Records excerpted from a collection

***

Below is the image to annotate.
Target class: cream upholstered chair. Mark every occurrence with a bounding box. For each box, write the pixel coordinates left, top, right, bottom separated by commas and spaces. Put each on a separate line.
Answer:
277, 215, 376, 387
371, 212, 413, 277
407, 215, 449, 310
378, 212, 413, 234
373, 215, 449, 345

***

• _WRITTEN INSTRUCTION_:
Return the material above verbatim, keeping every line in its original order.

• _WORKED ANSWER_:
Below is the image to annotate.
Target class: cream upholstered chair. Mark every occurrence with a bounding box. For each box, write the pixel coordinates left, top, right, bottom separated by commas and spaces. Put each on a separate line.
Answer:
277, 215, 376, 387
371, 212, 413, 277
407, 215, 449, 310
378, 212, 413, 234
373, 215, 449, 345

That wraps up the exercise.